Segment Start: Records for this exercise

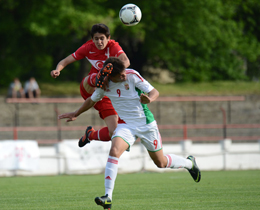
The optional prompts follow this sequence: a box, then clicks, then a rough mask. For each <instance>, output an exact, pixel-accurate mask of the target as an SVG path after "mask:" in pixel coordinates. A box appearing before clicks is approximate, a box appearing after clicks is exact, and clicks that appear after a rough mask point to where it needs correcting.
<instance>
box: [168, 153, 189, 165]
mask: <svg viewBox="0 0 260 210" xmlns="http://www.w3.org/2000/svg"><path fill="white" fill-rule="evenodd" d="M165 157H166V158H167V166H166V168H186V169H191V168H192V162H191V161H190V160H188V159H186V158H183V157H180V156H178V155H174V154H168V155H165Z"/></svg>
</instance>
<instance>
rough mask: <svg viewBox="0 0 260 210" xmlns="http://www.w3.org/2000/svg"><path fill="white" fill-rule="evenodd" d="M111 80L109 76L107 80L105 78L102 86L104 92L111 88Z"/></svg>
mask: <svg viewBox="0 0 260 210" xmlns="http://www.w3.org/2000/svg"><path fill="white" fill-rule="evenodd" d="M108 83H109V78H108V76H106V77H105V78H104V80H103V84H102V87H101V89H103V90H107V89H108V87H109V84H108Z"/></svg>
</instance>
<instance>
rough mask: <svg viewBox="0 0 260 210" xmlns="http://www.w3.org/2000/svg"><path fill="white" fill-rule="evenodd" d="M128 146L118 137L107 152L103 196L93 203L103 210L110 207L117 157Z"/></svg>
mask: <svg viewBox="0 0 260 210" xmlns="http://www.w3.org/2000/svg"><path fill="white" fill-rule="evenodd" d="M128 147H129V145H128V144H127V143H126V142H125V141H124V140H123V139H122V138H120V137H115V138H113V139H112V145H111V149H110V152H109V156H108V160H107V165H106V169H105V194H106V195H105V196H101V197H96V198H95V202H96V204H97V205H101V206H103V207H104V209H110V208H111V206H112V194H113V190H114V185H115V180H116V176H117V170H118V160H119V157H120V156H121V155H122V154H123V152H124V151H125V150H127V149H128Z"/></svg>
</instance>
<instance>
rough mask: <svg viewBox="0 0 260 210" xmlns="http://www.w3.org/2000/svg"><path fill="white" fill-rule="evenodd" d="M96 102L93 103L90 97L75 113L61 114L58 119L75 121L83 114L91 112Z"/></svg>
mask: <svg viewBox="0 0 260 210" xmlns="http://www.w3.org/2000/svg"><path fill="white" fill-rule="evenodd" d="M95 103H96V102H94V101H92V100H91V98H90V97H88V98H87V99H86V101H85V102H84V103H83V104H82V105H81V107H80V108H79V109H78V110H76V111H75V112H69V113H65V114H61V115H59V116H58V119H59V120H60V119H67V122H70V121H74V120H76V119H77V117H78V116H79V115H80V114H82V113H83V112H85V111H87V110H89V109H90V108H91V107H93V106H94V105H95Z"/></svg>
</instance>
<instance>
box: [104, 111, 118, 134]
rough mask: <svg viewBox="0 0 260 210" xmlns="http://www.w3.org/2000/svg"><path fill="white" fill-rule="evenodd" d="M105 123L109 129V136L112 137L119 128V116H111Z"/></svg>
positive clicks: (116, 115)
mask: <svg viewBox="0 0 260 210" xmlns="http://www.w3.org/2000/svg"><path fill="white" fill-rule="evenodd" d="M104 121H105V123H106V125H107V127H108V131H109V136H110V137H111V136H112V134H113V132H114V130H115V129H116V127H117V121H118V115H110V116H108V117H106V118H105V119H104Z"/></svg>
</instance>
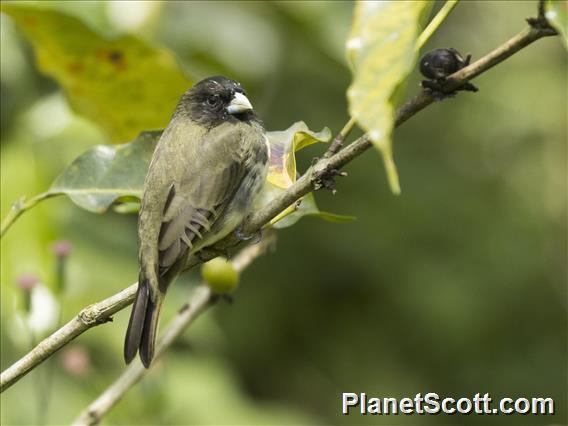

Segment End: Records for this exercise

- **Task to complete**:
Word for word, print every record, and leave out any picture.

- **Answer section**:
The optional prompts follow this sequence: a box, then clicks, then a rough mask. For each <instance>, output an exact, pixel-accurate mask of the target as an SVG path after "mask:" in pixel coordinates. A box appearing before clicks is approximate, a box appearing after clicks is exact, and clicks that appear after a rough mask point to where it needs correcting.
<instance>
box: [168, 153, 189, 165]
mask: <svg viewBox="0 0 260 210" xmlns="http://www.w3.org/2000/svg"><path fill="white" fill-rule="evenodd" d="M165 157H166V158H167V166H166V168H186V169H191V168H192V162H191V161H190V160H188V159H186V158H183V157H180V156H178V155H174V154H168V155H165Z"/></svg>
</instance>
<instance>
rough mask: <svg viewBox="0 0 260 210" xmlns="http://www.w3.org/2000/svg"><path fill="white" fill-rule="evenodd" d="M111 80L109 76L107 80L105 78L102 86L104 92L111 88Z"/></svg>
mask: <svg viewBox="0 0 260 210" xmlns="http://www.w3.org/2000/svg"><path fill="white" fill-rule="evenodd" d="M108 83H109V78H108V76H106V77H105V78H104V80H103V84H102V87H101V89H103V90H107V89H108V87H109V84H108Z"/></svg>
</instance>
<instance>
rough mask: <svg viewBox="0 0 260 210" xmlns="http://www.w3.org/2000/svg"><path fill="white" fill-rule="evenodd" d="M128 146L118 137L107 152L103 196L93 203L103 210L110 207L117 157Z"/></svg>
mask: <svg viewBox="0 0 260 210" xmlns="http://www.w3.org/2000/svg"><path fill="white" fill-rule="evenodd" d="M128 147H129V145H128V144H127V143H126V142H125V141H124V140H123V139H122V138H120V137H115V138H113V139H112V145H111V149H110V152H109V156H108V160H107V165H106V169H105V194H106V195H105V196H101V197H96V198H95V202H96V204H97V205H101V206H103V207H104V209H110V208H111V206H112V194H113V190H114V185H115V180H116V176H117V170H118V160H119V157H120V156H121V155H122V154H123V152H124V151H125V150H127V149H128Z"/></svg>
</instance>
<instance>
rough mask: <svg viewBox="0 0 260 210" xmlns="http://www.w3.org/2000/svg"><path fill="white" fill-rule="evenodd" d="M96 102L93 103L90 97L75 113L61 114L58 119L75 121L83 114L91 112Z"/></svg>
mask: <svg viewBox="0 0 260 210" xmlns="http://www.w3.org/2000/svg"><path fill="white" fill-rule="evenodd" d="M95 103H96V102H94V101H92V100H91V98H90V97H88V98H87V99H86V101H85V102H84V103H83V104H82V105H81V107H80V108H79V109H78V110H76V111H75V112H69V113H65V114H61V115H59V116H58V119H59V120H60V119H67V122H70V121H74V120H76V119H77V117H78V116H79V115H80V114H82V113H83V112H85V111H87V110H89V109H90V108H91V107H93V106H94V105H95Z"/></svg>
</instance>
<instance>
box: [104, 111, 118, 134]
rough mask: <svg viewBox="0 0 260 210" xmlns="http://www.w3.org/2000/svg"><path fill="white" fill-rule="evenodd" d="M105 123L109 129V136L112 137L119 128V116H111Z"/></svg>
positive clicks: (116, 115)
mask: <svg viewBox="0 0 260 210" xmlns="http://www.w3.org/2000/svg"><path fill="white" fill-rule="evenodd" d="M104 121H105V123H106V125H107V127H108V131H109V136H110V137H111V136H112V134H113V132H114V130H115V129H116V127H117V121H118V115H110V116H108V117H106V118H105V119H104Z"/></svg>
</instance>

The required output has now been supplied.